* Dataset records
========================================================================

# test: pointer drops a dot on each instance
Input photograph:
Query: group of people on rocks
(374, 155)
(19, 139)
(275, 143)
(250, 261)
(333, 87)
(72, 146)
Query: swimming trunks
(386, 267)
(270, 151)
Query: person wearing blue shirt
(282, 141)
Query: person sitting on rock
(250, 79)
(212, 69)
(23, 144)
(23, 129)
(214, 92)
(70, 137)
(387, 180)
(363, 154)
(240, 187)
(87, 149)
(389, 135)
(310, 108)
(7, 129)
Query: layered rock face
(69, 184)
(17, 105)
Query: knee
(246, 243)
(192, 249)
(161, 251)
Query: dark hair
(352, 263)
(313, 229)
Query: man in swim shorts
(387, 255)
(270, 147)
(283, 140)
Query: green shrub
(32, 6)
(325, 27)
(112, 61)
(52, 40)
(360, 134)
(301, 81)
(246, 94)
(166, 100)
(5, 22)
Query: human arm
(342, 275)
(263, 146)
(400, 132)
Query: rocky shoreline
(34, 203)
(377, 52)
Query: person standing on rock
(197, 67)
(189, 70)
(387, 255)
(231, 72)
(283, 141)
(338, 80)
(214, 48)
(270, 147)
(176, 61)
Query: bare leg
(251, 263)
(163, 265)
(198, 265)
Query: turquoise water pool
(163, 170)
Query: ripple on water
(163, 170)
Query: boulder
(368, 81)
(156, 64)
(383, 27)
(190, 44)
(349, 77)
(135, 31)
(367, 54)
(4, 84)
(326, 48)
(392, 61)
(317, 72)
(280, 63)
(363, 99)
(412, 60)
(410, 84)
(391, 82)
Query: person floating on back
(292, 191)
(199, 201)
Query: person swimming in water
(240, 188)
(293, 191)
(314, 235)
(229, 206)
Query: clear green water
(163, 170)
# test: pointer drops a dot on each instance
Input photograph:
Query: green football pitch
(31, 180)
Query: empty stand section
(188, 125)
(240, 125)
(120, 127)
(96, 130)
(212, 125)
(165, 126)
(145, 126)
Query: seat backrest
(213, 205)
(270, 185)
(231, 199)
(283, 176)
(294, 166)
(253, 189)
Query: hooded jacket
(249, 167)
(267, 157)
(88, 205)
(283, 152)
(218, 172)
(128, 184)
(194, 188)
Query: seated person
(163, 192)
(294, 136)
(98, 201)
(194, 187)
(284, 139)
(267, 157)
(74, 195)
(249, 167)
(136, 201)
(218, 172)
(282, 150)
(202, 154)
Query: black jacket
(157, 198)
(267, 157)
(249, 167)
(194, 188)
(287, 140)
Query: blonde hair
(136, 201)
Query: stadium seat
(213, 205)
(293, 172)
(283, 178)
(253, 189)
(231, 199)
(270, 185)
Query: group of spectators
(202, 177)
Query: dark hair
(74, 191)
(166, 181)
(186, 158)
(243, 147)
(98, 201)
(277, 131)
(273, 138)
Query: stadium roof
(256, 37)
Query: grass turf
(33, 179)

========================================================================

* WHAT YOU HAVE TO DO
Please reproduce each record precisely as written.

* WRITTEN SOLUTION
# test: pointer drops a dot on each instance
Input photograph:
Query: group of people on rocks
(374, 155)
(19, 139)
(275, 143)
(250, 261)
(333, 87)
(72, 146)
Query: swimming trunks
(386, 267)
(270, 151)
Query: person wearing blue shirt
(282, 141)
Query: person sitting on rock
(250, 79)
(212, 69)
(23, 144)
(23, 129)
(214, 92)
(70, 137)
(387, 180)
(363, 154)
(240, 187)
(87, 149)
(389, 135)
(310, 108)
(7, 129)
Query: layered rock face
(69, 184)
(17, 105)
Query: knee
(246, 243)
(192, 249)
(161, 251)
Query: dark hair
(352, 263)
(313, 229)
Query: man in swim shorts
(387, 255)
(270, 147)
(283, 140)
Query: green shrub
(32, 6)
(325, 27)
(112, 61)
(52, 40)
(360, 134)
(301, 81)
(246, 94)
(166, 100)
(5, 22)
Query: human arm
(342, 275)
(263, 146)
(400, 132)
Query: rocky shoreline
(34, 203)
(377, 52)
Query: person standing on rock
(197, 67)
(189, 70)
(387, 255)
(231, 72)
(283, 141)
(338, 80)
(214, 48)
(270, 147)
(176, 61)
Query: bare leg
(251, 263)
(163, 265)
(198, 265)
Query: turquoise water pool
(163, 170)
Query: ripple on water
(163, 170)
Query: boulder
(368, 81)
(156, 64)
(383, 27)
(190, 44)
(349, 77)
(135, 31)
(367, 54)
(4, 84)
(326, 48)
(392, 61)
(317, 72)
(280, 63)
(363, 99)
(412, 60)
(410, 84)
(391, 82)
Query: person floating on back
(292, 191)
(199, 201)
Query: person swimming in water
(240, 188)
(293, 191)
(314, 235)
(229, 206)
Query: clear green water
(163, 170)
# test: pointer drops a dot on each instance
Input photograph:
Query: green football pitch
(31, 180)
Query: empty stand section
(188, 125)
(240, 125)
(120, 127)
(96, 130)
(212, 125)
(165, 126)
(145, 126)
Query: seat backrest
(213, 205)
(270, 185)
(231, 199)
(283, 176)
(294, 166)
(253, 189)
Query: hooded jacket
(249, 167)
(267, 157)
(88, 205)
(283, 152)
(218, 172)
(128, 184)
(194, 188)
Query: seated person
(163, 192)
(294, 136)
(98, 201)
(194, 187)
(284, 139)
(267, 157)
(74, 195)
(249, 167)
(136, 201)
(218, 172)
(282, 150)
(202, 154)
Query: black jacket
(157, 198)
(267, 157)
(249, 167)
(194, 188)
(287, 140)
Query: blonde hair
(136, 201)
Query: stadium seat
(213, 205)
(293, 172)
(283, 178)
(253, 189)
(231, 199)
(270, 185)
Query: group of spectators
(202, 177)
Query: dark hair
(74, 191)
(166, 181)
(186, 158)
(243, 147)
(98, 201)
(277, 131)
(273, 138)
Query: stadium roof
(256, 37)
Query: grass turf
(33, 179)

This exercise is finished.